TEXT PROVIDED -
::::

Scenario 2: Imagine the same
situation, only the store is also offering a better television with more options
for $159. Do you buy the $99 model, the $159 model, or wait to do more research?
Many people might buy the television in Scenario 1, but wait to do more research
in Scenario 2. The multiplicity of choices in the second case may lead them to
believe there could be even better choices elsewhere.
This phenomenon could help explain how some investors feel about mutual funds.
With more than 8,000 funds available, many feel intimidated at the prospect of
choosing the right one.2 As a result, they do
nothing and risk missing out on potential gains.
After reading the following paragraph, how would
you answer the next two questions?
As head of the Mongol Empire, Genghis Khan systematically conquered much of
central Asia before returning to Mongolia, where he died.
1)

::::

INFORMATION PROVIDED -
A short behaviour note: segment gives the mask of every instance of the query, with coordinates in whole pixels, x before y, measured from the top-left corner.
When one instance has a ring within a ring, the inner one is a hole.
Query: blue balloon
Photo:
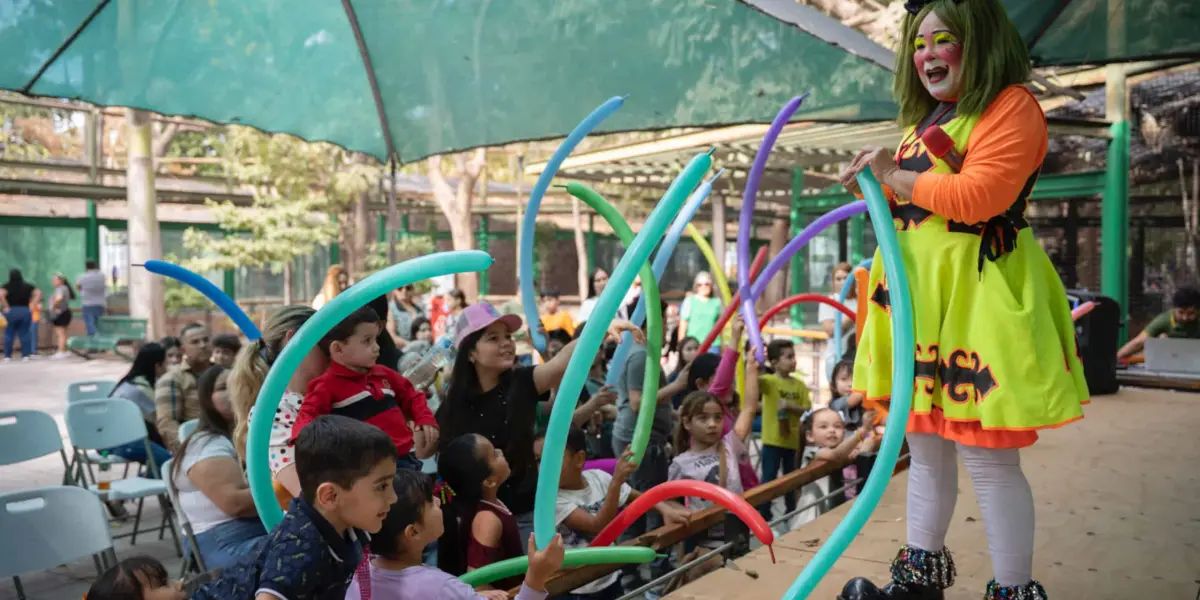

::::

TASK SET -
1 > Transcribe part of the passage about choice and investing, beginning at the words "Scenario 2: Imagine" and stopping after "where he died.".
2 > List the three options the shopper has in Scenario 2 of the passage about choice and investing.
3 > Extend the passage about choice and investing, picking up from its final line.

EXPECTED OUTPUTS -
1 >
Scenario 2: Imagine the same
situation, only the store is also offering a better television with more options
for $159. Do you buy the $99 model, the $159 model, or wait to do more research?
Many people might buy the television in Scenario 1, but wait to do more research
in Scenario 2. The multiplicity of choices in the second case may lead them to
believe there could be even better choices elsewhere.
This phenomenon could help explain how some investors feel about mutual funds.
With more than 8,000 funds available, many feel intimidated at the prospect of
choosing the right one.2 As a result, they do
nothing and risk missing out on potential gains.
After reading the following paragraph, how would
you answer the next two questions?
As head of the Mongol Empire, Genghis Khan systematically conquered much of
central Asia before returning to Mongolia, where he died.

2 >
Buy the $99 model
Buy the $159 model
Wait to do more research

3 >
Did these events happen before or after 151 A.D.?
2) In what year did Genghis Khan die?
To expedite the decision-making process, we commonly anchor our minds to an idea
or fact that we can use as a reference point. As you answered the questions
above, 151 A.D. probably seemed too early to you, but with the number fixed in
your mind, you became more likely to guess too low on the second question —
too close to 151 A.D. (Genghis Khan died in 1227 A.D.)
The same phenomenon can sometimes happen to investors. They may buy or sell
based on arbitrary targets instead of deciding whether an investment meets their
specific goals.
Changing your attitude about money may not lead to pure financial success. But
recognizing common psychological tendencies might help you keep your instincts
working for you.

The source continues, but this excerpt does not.